=== Extrait source ===

Ce roi s’est donc émancipé, et c’est un souverain. Ce souverain vit entouré d’une pompe très spéciale et le spectacle qu’offre sa cour nous fera pénétrer par le haut dans ce monde bizarre de la Terre Sainte conquise par les Francs, mais où les Francs, — selon une des lois de l’histoire, — se laissaient quelque peu conquérir par la terre conquise.


LE SOLDAT FRANC EN FACE DE SA CONQUÊTE

Il faut qu’on se représente ce qu’était le guerrier franc qui, dans les premiers jours du XIIe siècle, s’est installé dans la « terre d’Outre-Mer. »

Venu des bords de la Seine ou du Rhin, de la Loire ou de la Meuse, ce féodal a pénétré dans le monde le plus étranger qui se pût rêver à son milieu de la veille.

===

## [Exercice court]
Pouvez-vous recopier mot pour mot, dans l'extrait sur les Francs en Terre Sainte, tout ce qui va de « Venu des bords » jusqu'à « de la veille. » ? Les enregistrements qui suivent proviennent d'une autre source.

=== Données présentées ===

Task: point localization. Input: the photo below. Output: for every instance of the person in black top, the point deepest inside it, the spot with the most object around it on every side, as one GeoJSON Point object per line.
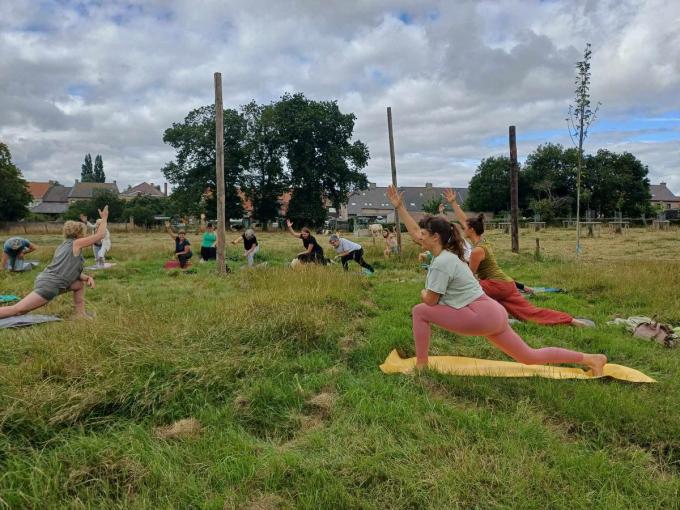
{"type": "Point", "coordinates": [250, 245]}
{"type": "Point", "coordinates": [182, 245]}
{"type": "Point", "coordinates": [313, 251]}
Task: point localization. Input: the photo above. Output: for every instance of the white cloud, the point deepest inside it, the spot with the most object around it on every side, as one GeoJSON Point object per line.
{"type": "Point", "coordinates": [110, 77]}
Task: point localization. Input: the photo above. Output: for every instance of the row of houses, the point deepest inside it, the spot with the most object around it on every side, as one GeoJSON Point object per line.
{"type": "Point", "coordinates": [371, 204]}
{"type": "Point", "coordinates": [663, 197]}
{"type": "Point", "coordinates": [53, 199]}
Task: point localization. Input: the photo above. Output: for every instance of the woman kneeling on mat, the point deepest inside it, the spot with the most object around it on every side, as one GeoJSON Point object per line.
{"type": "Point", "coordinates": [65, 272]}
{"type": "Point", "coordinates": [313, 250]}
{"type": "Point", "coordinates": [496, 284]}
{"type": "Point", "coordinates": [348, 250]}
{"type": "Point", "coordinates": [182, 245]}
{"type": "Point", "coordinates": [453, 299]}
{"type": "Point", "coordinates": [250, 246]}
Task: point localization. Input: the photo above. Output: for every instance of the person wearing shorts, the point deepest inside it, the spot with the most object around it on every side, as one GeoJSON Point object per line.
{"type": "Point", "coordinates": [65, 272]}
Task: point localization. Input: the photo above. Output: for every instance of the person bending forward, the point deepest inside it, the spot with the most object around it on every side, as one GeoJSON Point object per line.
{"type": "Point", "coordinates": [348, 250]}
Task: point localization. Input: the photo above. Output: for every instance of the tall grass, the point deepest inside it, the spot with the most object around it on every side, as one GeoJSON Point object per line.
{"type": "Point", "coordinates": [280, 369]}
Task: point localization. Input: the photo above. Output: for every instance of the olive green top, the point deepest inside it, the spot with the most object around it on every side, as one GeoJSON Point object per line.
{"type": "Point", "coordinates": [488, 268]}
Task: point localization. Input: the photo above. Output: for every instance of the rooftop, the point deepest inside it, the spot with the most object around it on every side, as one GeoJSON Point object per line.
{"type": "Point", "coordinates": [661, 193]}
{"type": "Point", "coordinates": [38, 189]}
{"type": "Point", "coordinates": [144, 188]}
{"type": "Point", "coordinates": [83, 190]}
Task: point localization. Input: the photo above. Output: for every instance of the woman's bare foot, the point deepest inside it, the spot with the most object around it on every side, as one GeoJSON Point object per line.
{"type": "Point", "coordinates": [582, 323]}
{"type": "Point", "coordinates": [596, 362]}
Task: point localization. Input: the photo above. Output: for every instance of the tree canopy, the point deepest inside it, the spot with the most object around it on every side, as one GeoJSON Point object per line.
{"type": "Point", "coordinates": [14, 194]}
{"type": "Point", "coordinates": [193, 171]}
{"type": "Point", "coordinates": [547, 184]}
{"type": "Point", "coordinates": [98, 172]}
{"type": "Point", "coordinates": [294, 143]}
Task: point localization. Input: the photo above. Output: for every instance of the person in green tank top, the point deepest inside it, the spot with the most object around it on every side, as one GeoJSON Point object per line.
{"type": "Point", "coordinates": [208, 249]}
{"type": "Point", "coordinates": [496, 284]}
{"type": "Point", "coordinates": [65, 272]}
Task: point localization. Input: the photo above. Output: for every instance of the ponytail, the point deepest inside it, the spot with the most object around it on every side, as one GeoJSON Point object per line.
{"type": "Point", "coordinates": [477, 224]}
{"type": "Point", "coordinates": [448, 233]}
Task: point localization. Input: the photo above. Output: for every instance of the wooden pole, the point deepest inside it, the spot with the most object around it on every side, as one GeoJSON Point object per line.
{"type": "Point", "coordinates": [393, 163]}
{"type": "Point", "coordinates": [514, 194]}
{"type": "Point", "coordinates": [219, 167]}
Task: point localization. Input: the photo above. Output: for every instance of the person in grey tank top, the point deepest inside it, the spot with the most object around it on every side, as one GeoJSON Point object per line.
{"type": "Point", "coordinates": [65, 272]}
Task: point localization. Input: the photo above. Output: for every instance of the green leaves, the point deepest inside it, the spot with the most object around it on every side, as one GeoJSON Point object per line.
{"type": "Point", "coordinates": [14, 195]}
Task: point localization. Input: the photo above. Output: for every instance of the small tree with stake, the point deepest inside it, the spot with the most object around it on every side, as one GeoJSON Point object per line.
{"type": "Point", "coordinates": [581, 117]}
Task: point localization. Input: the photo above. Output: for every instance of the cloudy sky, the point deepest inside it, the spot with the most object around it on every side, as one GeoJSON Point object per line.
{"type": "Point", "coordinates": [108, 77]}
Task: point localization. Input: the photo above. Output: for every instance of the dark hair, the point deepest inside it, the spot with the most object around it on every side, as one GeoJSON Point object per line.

===

## [Exercice corrigé]
Venu des bords de la Seine ou du Rhin, de la Loire ou de la Meuse, ce féodal a pénétré dans le monde le plus étranger qui se pût rêver à son milieu de la veille.